Collected data entries:
========

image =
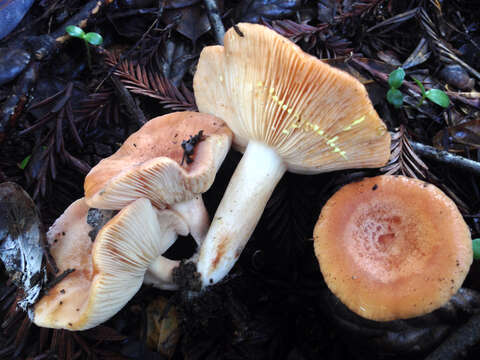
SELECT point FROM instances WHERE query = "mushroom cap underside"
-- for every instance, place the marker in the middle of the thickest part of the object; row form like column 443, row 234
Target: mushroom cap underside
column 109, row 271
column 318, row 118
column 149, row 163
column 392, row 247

========

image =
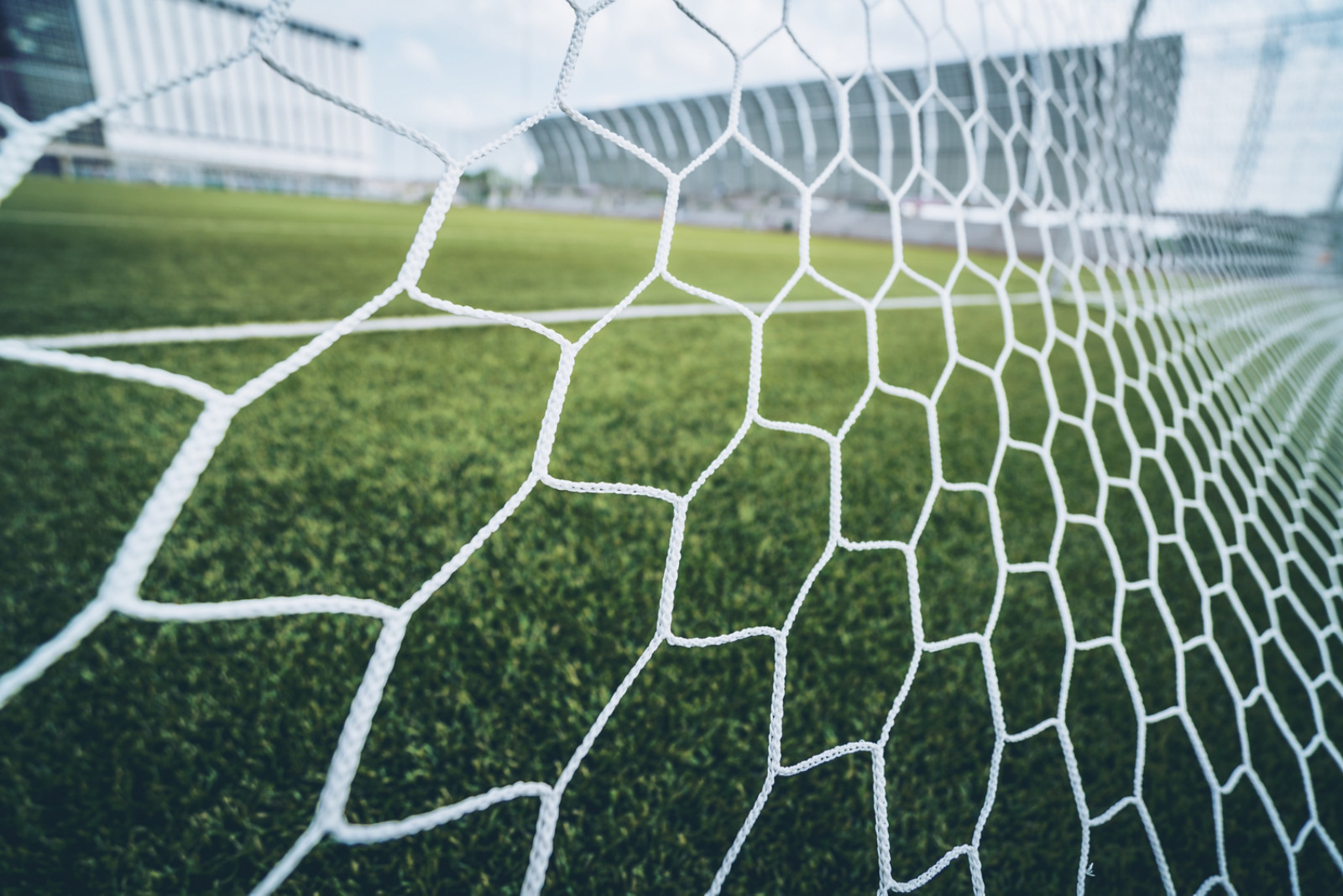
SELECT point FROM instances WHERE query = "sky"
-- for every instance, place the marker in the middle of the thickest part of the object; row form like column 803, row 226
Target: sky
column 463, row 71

========

Work order >> Wherever the string "marker" occurs in the entries, copy that whole line.

Task answer >>
-- for every instance, place the marker in the middle of the thickest part of the object; row form like column 443, row 234
-- for every instance, place the marker in the middle of the thickest part of the object; row form like column 803, row 226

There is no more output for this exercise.